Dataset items
--*--
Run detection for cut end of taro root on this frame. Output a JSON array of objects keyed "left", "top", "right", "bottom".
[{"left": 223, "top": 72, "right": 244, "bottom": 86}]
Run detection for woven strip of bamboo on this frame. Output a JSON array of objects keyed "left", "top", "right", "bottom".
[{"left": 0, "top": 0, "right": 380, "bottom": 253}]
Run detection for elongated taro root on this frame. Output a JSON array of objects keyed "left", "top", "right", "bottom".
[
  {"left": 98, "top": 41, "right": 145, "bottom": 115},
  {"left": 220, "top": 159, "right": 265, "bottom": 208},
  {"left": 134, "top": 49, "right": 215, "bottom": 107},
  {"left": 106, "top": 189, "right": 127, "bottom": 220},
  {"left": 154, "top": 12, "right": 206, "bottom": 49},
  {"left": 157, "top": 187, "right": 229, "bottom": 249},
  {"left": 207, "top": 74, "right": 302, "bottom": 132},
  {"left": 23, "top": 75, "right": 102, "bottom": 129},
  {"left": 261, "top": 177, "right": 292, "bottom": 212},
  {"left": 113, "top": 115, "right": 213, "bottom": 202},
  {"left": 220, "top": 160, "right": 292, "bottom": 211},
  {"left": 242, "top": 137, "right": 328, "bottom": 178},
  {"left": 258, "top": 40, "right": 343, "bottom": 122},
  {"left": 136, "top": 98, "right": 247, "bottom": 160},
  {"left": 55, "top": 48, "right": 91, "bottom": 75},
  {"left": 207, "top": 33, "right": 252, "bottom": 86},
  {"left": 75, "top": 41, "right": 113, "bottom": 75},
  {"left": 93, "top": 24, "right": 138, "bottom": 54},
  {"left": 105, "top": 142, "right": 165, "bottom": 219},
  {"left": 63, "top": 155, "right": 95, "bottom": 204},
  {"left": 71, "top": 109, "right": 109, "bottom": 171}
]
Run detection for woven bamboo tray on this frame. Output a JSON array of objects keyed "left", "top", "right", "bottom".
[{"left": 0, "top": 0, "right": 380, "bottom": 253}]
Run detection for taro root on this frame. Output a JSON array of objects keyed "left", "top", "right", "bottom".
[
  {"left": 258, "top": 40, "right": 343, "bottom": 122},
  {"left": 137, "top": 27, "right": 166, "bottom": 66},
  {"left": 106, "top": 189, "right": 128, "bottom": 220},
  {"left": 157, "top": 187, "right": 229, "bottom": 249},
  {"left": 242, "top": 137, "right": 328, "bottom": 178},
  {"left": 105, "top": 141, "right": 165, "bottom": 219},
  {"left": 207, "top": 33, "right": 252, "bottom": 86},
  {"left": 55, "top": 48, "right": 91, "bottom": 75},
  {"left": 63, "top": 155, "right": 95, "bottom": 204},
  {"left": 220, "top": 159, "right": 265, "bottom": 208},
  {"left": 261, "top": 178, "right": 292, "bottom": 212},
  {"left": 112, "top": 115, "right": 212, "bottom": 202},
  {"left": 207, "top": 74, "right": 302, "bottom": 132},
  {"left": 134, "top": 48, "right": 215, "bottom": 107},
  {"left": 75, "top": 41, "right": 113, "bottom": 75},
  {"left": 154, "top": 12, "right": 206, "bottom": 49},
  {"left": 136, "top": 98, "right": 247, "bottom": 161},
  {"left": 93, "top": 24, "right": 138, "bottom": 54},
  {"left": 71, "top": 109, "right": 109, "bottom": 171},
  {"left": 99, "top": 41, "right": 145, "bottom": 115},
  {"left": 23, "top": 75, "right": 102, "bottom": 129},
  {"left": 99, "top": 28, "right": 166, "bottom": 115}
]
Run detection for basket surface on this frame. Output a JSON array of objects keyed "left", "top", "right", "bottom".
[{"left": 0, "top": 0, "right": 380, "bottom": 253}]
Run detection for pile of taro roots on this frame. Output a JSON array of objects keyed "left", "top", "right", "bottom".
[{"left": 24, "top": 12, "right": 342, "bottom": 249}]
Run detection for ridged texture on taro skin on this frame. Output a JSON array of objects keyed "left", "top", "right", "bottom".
--*--
_Exercise description:_ Edit the data above so that each "Output" becomes "Return", and leave everything else as it is.

_Answer to the problem:_
Run detection for cut end of taro root on this frame. Return a JSON array of objects keyed "left", "top", "right", "bottom".
[{"left": 223, "top": 72, "right": 244, "bottom": 86}]
Run detection for woven strip of bamboo on this frame. Return a JSON array of objects keyed "left", "top", "right", "bottom".
[{"left": 0, "top": 0, "right": 380, "bottom": 253}]
Run detection for elongated taro root on this frame. Return a JSON array of objects keyed "left", "top", "right", "bottom".
[
  {"left": 98, "top": 41, "right": 145, "bottom": 115},
  {"left": 220, "top": 159, "right": 265, "bottom": 208},
  {"left": 134, "top": 49, "right": 215, "bottom": 107},
  {"left": 106, "top": 189, "right": 127, "bottom": 220},
  {"left": 154, "top": 12, "right": 206, "bottom": 49},
  {"left": 157, "top": 187, "right": 229, "bottom": 249},
  {"left": 207, "top": 74, "right": 302, "bottom": 132},
  {"left": 23, "top": 75, "right": 102, "bottom": 129},
  {"left": 261, "top": 177, "right": 292, "bottom": 212},
  {"left": 113, "top": 115, "right": 213, "bottom": 202},
  {"left": 220, "top": 160, "right": 292, "bottom": 211},
  {"left": 242, "top": 137, "right": 328, "bottom": 178},
  {"left": 258, "top": 40, "right": 343, "bottom": 122},
  {"left": 136, "top": 98, "right": 247, "bottom": 160},
  {"left": 55, "top": 48, "right": 91, "bottom": 75},
  {"left": 207, "top": 33, "right": 252, "bottom": 86},
  {"left": 75, "top": 41, "right": 113, "bottom": 75},
  {"left": 93, "top": 24, "right": 138, "bottom": 54},
  {"left": 105, "top": 142, "right": 165, "bottom": 219},
  {"left": 63, "top": 155, "right": 95, "bottom": 204},
  {"left": 71, "top": 109, "right": 109, "bottom": 171}
]
Run detection for woven bamboo tray on this frame. Return a JSON array of objects keyed "left", "top", "right", "bottom".
[{"left": 0, "top": 0, "right": 380, "bottom": 253}]
Run detection for taro root on this frame. Return a JSON array of objects keyed "left", "top", "right", "bottom".
[
  {"left": 258, "top": 40, "right": 343, "bottom": 122},
  {"left": 137, "top": 27, "right": 166, "bottom": 66},
  {"left": 106, "top": 189, "right": 128, "bottom": 220},
  {"left": 157, "top": 187, "right": 229, "bottom": 249},
  {"left": 242, "top": 137, "right": 328, "bottom": 178},
  {"left": 105, "top": 141, "right": 165, "bottom": 219},
  {"left": 207, "top": 33, "right": 252, "bottom": 86},
  {"left": 55, "top": 48, "right": 91, "bottom": 75},
  {"left": 63, "top": 155, "right": 95, "bottom": 204},
  {"left": 220, "top": 159, "right": 265, "bottom": 208},
  {"left": 261, "top": 178, "right": 292, "bottom": 212},
  {"left": 112, "top": 115, "right": 212, "bottom": 202},
  {"left": 207, "top": 74, "right": 302, "bottom": 132},
  {"left": 134, "top": 48, "right": 215, "bottom": 107},
  {"left": 75, "top": 41, "right": 113, "bottom": 75},
  {"left": 154, "top": 12, "right": 206, "bottom": 49},
  {"left": 136, "top": 98, "right": 247, "bottom": 161},
  {"left": 93, "top": 24, "right": 138, "bottom": 54},
  {"left": 71, "top": 109, "right": 109, "bottom": 171},
  {"left": 99, "top": 41, "right": 145, "bottom": 115},
  {"left": 23, "top": 75, "right": 102, "bottom": 129},
  {"left": 99, "top": 28, "right": 166, "bottom": 115}
]
Run detection for basket surface on this frame. Return a JSON array of objects keyed "left", "top", "right", "bottom".
[{"left": 0, "top": 0, "right": 380, "bottom": 253}]
Run detection for pile of taro roots on this frame. Return a JSON array of objects keyed "left", "top", "right", "bottom".
[{"left": 24, "top": 12, "right": 342, "bottom": 249}]
Run detection for ridged texture on taro skin on this frame. Return a JSON array of objects keyed "left", "top", "right", "bottom".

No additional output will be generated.